Dataset excerpt:
********

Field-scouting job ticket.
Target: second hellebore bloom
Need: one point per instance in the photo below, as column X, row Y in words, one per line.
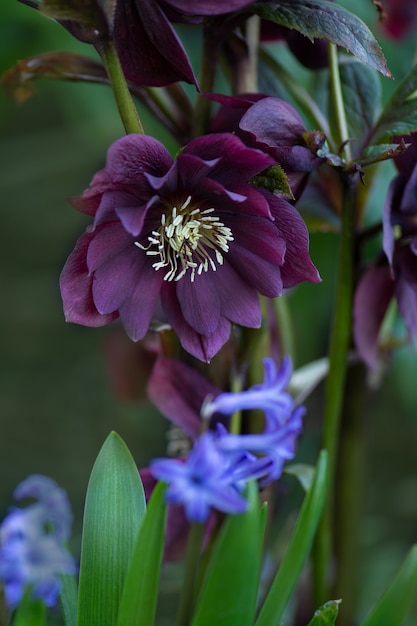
column 187, row 241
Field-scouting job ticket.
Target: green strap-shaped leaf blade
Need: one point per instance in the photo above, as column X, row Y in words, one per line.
column 393, row 606
column 326, row 20
column 69, row 600
column 298, row 548
column 140, row 591
column 229, row 591
column 326, row 615
column 114, row 508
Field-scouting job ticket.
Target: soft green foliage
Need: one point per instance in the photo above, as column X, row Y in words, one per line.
column 140, row 591
column 229, row 590
column 325, row 19
column 326, row 615
column 30, row 612
column 297, row 551
column 394, row 604
column 114, row 508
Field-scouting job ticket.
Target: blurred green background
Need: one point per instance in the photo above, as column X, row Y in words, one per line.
column 57, row 404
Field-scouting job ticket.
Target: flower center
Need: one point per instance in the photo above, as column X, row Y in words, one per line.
column 188, row 240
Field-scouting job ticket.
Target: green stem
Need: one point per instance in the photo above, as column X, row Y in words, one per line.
column 336, row 87
column 192, row 559
column 209, row 60
column 349, row 495
column 125, row 104
column 335, row 384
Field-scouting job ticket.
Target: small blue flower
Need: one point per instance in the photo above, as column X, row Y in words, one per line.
column 32, row 553
column 269, row 396
column 203, row 481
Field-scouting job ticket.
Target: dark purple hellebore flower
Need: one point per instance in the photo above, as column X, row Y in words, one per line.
column 273, row 126
column 150, row 51
column 188, row 241
column 395, row 273
column 401, row 17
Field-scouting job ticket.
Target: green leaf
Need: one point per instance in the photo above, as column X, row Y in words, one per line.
column 140, row 591
column 292, row 564
column 114, row 508
column 362, row 100
column 69, row 600
column 326, row 20
column 393, row 606
column 304, row 473
column 400, row 114
column 30, row 612
column 229, row 591
column 274, row 179
column 326, row 615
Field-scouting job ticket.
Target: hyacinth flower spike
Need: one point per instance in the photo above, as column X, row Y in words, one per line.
column 32, row 551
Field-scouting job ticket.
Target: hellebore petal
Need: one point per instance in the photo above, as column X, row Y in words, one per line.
column 372, row 298
column 191, row 238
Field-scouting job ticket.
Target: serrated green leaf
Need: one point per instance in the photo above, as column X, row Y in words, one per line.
column 114, row 507
column 69, row 599
column 394, row 604
column 291, row 565
column 229, row 591
column 362, row 100
column 326, row 20
column 140, row 591
column 274, row 179
column 326, row 615
column 399, row 116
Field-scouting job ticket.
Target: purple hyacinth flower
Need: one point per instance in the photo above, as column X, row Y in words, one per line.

********

Requirements:
How many lines in the dataset excerpt above contain the word "green"? Case counts, so reply with the number only.

Exercise output:
6